> To do
1: Answer these three questions from the passage on Rosenburg Villa, answering each on its own line:
(a) In what month and year did the Ministry of Justice move into Rosenburg Villa?
(b) Until what year did Walter Strauß hold senior positions in various government ministries?
(c) According to the 2016 study, what share of positions did former Nazi party members hold in some of the Ministry's departments from 1949 to 1953?
2: Summarize the passage on Rosenburg Villa in two sentences.
3: Write a continuation of the passage on Rosenburg Villa, starting after its final sentence.

> Provided passage
Today, Rosenburg Villa is a residential complex, 2017.

Rosenburg

Seat of the Ministry of Justice
1950–1973

The Ministry of Justice was housed in Rosenburg Villa, near Venusberg, from 1950 to 1973. The personnel policies practised there are today a matter of controversy.

Located in Kessenich, Rosenburg Villa (1831) is a striking building, with its turrets, massive facades, and surrounding forest. During its early years the Ministry of Justice, which moved into Rosenburg villa in June of 1950, mainly focused on expunging wrongheaded Nazi statutes from existing laws. The agency also helped to harmonise German statutes, which, over time, had developed discrepancies from one occupation sector to another.

Thomas Dehler was West Germany’s first Minister of Justice. Neither he nor State Secretary Walter Strauß, who until 1963 held senior positions in various government ministries, was involved in Nazism. In fact, Thomas Dehler, one of the “fathers” of the Basic Law, had contact with members of the resistance movement against Hitler.

Castle-like building with residential wing, tower and chapel, surrounded by woods and meadows.
Rosenburg Villa on the Venusberg towers over the city, 1952.

Against this backdrop, the Ministry’s personnel structure was surprising indeed: According to a 2016 study, from 1949 to 1953, former Nazi party members held well over half of the positions in the Ministry – and in some of its departments, more than 70 percent.” The study also notes that many ministry staff members “were directly involved in implementing the 'Führer’s aims'.”

This background affects modern attitudes toward what occurred at Rosenburg Villa. The jurists hired by Dehler and Strauß were undoubtedly highly qualified. The personnel files examined by the study authors contained a “peculiar collection” of “top-drawer jurists.” According to the study, the fact that these individuals were fully integrated into German society, and the positions they held later on, enabled them to be instrumental in establishing “domestic stability” in the fledgling Federal Republic.

[Stored data entries]
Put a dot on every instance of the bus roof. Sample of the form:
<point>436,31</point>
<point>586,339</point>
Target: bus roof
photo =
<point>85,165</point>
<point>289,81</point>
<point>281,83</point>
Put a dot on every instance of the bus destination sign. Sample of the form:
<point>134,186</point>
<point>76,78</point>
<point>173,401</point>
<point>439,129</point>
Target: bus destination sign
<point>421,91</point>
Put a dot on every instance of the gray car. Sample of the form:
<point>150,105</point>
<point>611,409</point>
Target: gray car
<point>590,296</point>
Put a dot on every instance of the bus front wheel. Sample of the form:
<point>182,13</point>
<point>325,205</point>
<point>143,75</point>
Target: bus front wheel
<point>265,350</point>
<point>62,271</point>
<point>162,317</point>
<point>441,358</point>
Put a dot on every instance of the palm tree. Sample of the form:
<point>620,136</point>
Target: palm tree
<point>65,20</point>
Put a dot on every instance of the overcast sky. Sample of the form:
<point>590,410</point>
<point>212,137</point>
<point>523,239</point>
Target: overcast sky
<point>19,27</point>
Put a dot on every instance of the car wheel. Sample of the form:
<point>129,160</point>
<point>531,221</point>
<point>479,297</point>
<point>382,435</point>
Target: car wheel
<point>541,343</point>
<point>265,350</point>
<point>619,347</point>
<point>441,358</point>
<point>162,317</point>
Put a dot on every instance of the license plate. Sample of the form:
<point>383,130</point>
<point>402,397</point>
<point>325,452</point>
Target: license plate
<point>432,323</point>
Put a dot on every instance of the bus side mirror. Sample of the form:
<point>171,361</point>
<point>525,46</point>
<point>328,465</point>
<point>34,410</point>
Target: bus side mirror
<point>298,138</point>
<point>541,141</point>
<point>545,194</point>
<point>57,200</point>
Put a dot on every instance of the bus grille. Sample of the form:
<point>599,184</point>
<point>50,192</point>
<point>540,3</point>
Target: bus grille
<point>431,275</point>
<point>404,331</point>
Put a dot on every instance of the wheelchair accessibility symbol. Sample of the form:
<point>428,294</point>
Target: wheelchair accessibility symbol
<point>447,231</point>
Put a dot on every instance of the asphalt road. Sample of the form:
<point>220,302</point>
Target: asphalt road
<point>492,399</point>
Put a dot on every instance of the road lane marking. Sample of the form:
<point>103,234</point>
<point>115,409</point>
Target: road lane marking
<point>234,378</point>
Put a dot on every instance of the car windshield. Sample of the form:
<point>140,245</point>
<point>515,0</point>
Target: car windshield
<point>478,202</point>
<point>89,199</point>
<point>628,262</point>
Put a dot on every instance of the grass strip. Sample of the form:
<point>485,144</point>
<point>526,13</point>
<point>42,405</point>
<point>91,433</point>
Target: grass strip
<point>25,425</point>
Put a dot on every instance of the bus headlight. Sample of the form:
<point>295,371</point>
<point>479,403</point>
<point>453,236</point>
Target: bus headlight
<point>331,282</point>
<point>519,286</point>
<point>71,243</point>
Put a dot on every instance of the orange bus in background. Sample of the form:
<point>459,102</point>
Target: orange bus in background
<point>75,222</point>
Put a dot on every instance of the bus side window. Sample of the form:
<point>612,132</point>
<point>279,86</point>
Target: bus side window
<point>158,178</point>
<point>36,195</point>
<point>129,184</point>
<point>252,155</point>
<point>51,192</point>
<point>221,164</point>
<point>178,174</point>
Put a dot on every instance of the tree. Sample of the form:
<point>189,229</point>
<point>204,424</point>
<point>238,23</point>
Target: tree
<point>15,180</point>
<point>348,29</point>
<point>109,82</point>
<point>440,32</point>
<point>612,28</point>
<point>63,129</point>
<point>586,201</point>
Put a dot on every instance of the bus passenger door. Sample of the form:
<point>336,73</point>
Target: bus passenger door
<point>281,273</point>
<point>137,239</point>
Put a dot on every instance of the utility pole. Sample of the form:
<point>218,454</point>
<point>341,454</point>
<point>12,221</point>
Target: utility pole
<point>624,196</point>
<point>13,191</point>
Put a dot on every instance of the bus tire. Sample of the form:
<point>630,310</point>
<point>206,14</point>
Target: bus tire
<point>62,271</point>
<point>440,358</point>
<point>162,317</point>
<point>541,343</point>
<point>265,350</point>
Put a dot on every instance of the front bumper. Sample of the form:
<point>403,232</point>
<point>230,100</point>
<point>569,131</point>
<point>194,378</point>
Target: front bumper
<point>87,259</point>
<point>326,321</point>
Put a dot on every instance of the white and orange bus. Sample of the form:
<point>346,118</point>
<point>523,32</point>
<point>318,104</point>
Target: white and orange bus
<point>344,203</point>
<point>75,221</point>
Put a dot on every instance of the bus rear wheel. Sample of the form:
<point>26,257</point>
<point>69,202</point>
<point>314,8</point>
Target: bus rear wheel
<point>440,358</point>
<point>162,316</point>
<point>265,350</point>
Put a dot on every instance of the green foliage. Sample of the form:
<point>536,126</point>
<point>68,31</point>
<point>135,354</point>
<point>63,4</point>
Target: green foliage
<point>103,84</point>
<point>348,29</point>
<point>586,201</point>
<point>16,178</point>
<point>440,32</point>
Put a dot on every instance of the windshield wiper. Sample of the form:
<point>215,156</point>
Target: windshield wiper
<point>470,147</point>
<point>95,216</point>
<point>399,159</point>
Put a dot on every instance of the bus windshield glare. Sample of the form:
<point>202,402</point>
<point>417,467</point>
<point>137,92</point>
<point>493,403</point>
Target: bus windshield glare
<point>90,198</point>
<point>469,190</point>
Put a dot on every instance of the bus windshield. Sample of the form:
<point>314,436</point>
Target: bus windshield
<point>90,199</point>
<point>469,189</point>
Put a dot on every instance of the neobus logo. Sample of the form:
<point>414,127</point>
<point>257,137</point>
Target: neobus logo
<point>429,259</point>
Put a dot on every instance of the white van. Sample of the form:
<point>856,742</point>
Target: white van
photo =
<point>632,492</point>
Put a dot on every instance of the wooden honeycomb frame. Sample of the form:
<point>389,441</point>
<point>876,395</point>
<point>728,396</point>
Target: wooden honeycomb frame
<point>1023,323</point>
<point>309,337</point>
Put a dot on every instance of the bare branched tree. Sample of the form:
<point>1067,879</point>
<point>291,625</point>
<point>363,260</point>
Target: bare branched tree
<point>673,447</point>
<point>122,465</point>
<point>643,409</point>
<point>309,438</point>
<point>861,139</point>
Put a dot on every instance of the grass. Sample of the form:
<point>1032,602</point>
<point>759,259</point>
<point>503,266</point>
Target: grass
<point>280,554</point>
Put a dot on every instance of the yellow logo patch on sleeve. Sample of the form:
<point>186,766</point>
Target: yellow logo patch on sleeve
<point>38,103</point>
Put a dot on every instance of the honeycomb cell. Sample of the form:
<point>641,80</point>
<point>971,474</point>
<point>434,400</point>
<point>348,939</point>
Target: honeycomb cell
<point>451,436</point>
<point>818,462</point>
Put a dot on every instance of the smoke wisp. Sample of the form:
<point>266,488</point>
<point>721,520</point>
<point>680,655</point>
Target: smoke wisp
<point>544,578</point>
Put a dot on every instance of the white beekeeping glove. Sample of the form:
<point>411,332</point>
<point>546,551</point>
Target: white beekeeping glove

> Task answers
1:
(a) June 1950
(b) 1963
(c) More than 70 percent

2: From 1950 to 1973 the Ministry of Justice was housed in Rosenburg Villa near Venusberg, where it worked early on to remove Nazi statutes from existing laws and harmonize statutes that differed between occupation sectors. Although Minister Thomas Dehler and State Secretary Walter Strauß had no involvement in Nazism, a 2016 study found that former Nazi party members held well over half of the Ministry's positions from 1949 to 1953, and these highly qualified jurists helped establish domestic stability in the young Federal Republic.

3:
However, the study authors stress that in the early days of the Federal Republic, prosecution of Nazi offenders was to all intents and purposes derailed by the German judiciary, which was abetted in this effort by the Ministry of Justice, and at the insistence of the federal government and in response to pressure from the German populace. The Ministry drafted the immunity laws of 1949 and 1954 calling for all Nazi offenders to be released from custody by 1958 or spared further prosecution. Among other dubious actions, the Ministry circumvented statutes of limitations that were on the books, devised “activities aimed at helping Nazi offenders avoid prosecution and imprisonment” and “delayed” the reversal of Nazi era forced-sterilisation court rulings, under the "Law for the Prevention of Genetically Diseased Offspring".

In 1974, the Ministry relocated to one of the two new Kreuzbauten buildings, which were situated between the government quarter and Bad Godesberg. Virtually all employees who had been incriminated had retired by this point. An agency known as Streitkräfteamt der Bundeswehr (German Armed Forces Office) moved into the Rosenburg Villa. From 1992 to 2004, the villa housed the Deutsche Bundesakademie für Sicherheitspolitik (Federal Academy for Security Policy). A new owner converted the building’s offices into flats in 2010.